- _Alıştırma Seti_
A. 2015 seçimleri üzerine aşağıdaki yazıyı baştan sona hiçbir değişiklik yapmadan yeniden yazın.
B. Aşağıdaki kayıtlarda "Exercise. Identify every instance of the roof" ifadesinin geçtiği satırdan başlayıp "(1044, 147)" ifadesinin geçtiği satıra kadar uzanan satırları, iki uç satır da dahil olmak üzere, "pedestrian crosswalk" yerine "zebra crossing" koyarak ve geri kalan her şeyi aynen koruyarak tekrar verin. Yalnızca bu satırları yazın.

- _Alıntı Metin_
■ ■ ■ ■ ■
Malum 2015 yılı seçime kilitlendiğimiz bir yıl olacak. AKP'nin seçimlerle; seçim yönetimi ile sisteme yerleştiğini hala göremeyen, görmek istemeyenler için boşuna uyarı olsa da; önümüzdeki seçim her zaman olduğu gibi, diğer sorunlarımızın örtüsü ve birilerinin neyi aldıklarının sorgulanmasının kalkanı olarak kullanılacak. Bazı siyasal partilerin hangi illerde kimleri aday göstereceğinin belli olduğu, bazı isimlerin il değiştirip, ikamet ettikleri illerden aday gösterilecekleri ile taşındıkları konuşuluyor kulislerde. Siyasal katılmanın seçime indirgendiği ve tercih haklarımızın elimizden alındığı, çoğulculuğun farklı görüşler yerine, çoğaltılan parti sayısı olarak algılandığı, giderek iktidar olmayı imtiyazla özdeşleştiren tek partinin hegemonyacı tutumu ile diğer partilerin uydu parti özelliğini kazandığı demokratik (!) ortamda yapılacak seçimlerle anayasayı, yani gelecekteki rejimimizi, ya da daha doğru olarak bugünkü fiili başkancı sistemi kurumsallaştıracak bir meclis çıkacak ortaya. Bu mecliste yer bulacak vekillerin büyük çoğunluğunun itiraz etmeyecek isimlerden oluşturulması çalışmalarının başladığı anlaşılıyor.
■ ■ ■ ■ ■
- _Kayıt Kümesi_
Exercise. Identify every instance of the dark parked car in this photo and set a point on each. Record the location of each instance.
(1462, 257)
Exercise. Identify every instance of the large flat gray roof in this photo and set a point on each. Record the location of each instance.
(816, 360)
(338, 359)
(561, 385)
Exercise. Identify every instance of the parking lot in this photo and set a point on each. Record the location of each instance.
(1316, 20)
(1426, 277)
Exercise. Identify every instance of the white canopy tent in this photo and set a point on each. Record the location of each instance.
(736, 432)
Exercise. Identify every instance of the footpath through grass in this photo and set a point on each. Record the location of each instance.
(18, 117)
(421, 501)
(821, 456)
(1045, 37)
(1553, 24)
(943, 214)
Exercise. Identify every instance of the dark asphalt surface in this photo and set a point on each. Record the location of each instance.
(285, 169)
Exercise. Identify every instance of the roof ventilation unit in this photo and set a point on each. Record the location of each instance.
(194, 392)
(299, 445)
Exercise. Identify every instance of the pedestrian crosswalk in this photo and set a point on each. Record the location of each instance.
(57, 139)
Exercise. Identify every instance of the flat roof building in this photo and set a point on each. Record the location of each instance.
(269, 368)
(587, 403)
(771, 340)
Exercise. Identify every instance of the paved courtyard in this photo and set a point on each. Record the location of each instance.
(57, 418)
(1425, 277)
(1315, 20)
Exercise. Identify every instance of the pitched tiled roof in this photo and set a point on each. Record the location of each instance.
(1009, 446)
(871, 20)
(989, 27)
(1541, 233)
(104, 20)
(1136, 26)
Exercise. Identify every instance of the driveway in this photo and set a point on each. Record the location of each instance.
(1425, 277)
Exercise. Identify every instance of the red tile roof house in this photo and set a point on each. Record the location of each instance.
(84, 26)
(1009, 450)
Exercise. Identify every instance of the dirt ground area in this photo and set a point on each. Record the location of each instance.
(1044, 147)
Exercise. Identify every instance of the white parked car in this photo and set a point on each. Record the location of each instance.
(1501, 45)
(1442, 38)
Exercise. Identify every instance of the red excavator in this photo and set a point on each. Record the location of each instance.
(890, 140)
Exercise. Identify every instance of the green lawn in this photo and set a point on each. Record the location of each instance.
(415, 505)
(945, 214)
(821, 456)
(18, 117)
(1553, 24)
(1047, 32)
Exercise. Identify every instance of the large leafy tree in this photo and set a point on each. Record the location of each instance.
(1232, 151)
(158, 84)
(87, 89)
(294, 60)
■ ■ ■ ■ ■
- _Görev Sonuçları_
A.
Malum 2015 yılı seçime kilitlendiğimiz bir yıl olacak. AKP'nin seçimlerle; seçim yönetimi ile sisteme yerleştiğini hala göremeyen, görmek istemeyenler için boşuna uyarı olsa da; önümüzdeki seçim her zaman olduğu gibi, diğer sorunlarımızın örtüsü ve birilerinin neyi aldıklarının sorgulanmasının kalkanı olarak kullanılacak. Bazı siyasal partilerin hangi illerde kimleri aday göstereceğinin belli olduğu, bazı isimlerin il değiştirip, ikamet ettikleri illerden aday gösterilecekleri ile taşındıkları konuşuluyor kulislerde. Siyasal katılmanın seçime indirgendiği ve tercih haklarımızın elimizden alındığı, çoğulculuğun farklı görüşler yerine, çoğaltılan parti sayısı olarak algılandığı, giderek iktidar olmayı imtiyazla özdeşleştiren tek partinin hegemonyacı tutumu ile diğer partilerin uydu parti özelliğini kazandığı demokratik (!) ortamda yapılacak seçimlerle anayasayı, yani gelecekteki rejimimizi, ya da daha doğru olarak bugünkü fiili başkancı sistemi kurumsallaştıracak bir meclis çıkacak ortaya. Bu mecliste yer bulacak vekillerin büyük çoğunluğunun itiraz etmeyecek isimlerden oluşturulması çalışmalarının başladığı anlaşılıyor.

B.
Exercise. Identify every instance of the roof ventilation unit in this photo and set a point on each. Record the location of each instance.
(194, 392)
(299, 445)
Exercise. Identify every instance of the zebra crossing in this photo and set a point on each. Record the location of each instance.
(57, 139)
Exercise. Identify every instance of the flat roof building in this photo and set a point on each. Record the location of each instance.
(269, 368)
(587, 403)
(771, 340)
Exercise. Identify every instance of the paved courtyard in this photo and set a point on each. Record the location of each instance.
(57, 418)
(1425, 277)
(1315, 20)
Exercise. Identify every instance of the pitched tiled roof in this photo and set a point on each. Record the location of each instance.
(1009, 446)
(871, 20)
(989, 27)
(1541, 233)
(104, 20)
(1136, 26)
Exercise. Identify every instance of the driveway in this photo and set a point on each. Record the location of each instance.
(1425, 277)
Exercise. Identify every instance of the red tile roof house in this photo and set a point on each. Record the location of each instance.
(84, 26)
(1009, 450)
Exercise. Identify every instance of the dirt ground area in this photo and set a point on each. Record the location of each instance.
(1044, 147)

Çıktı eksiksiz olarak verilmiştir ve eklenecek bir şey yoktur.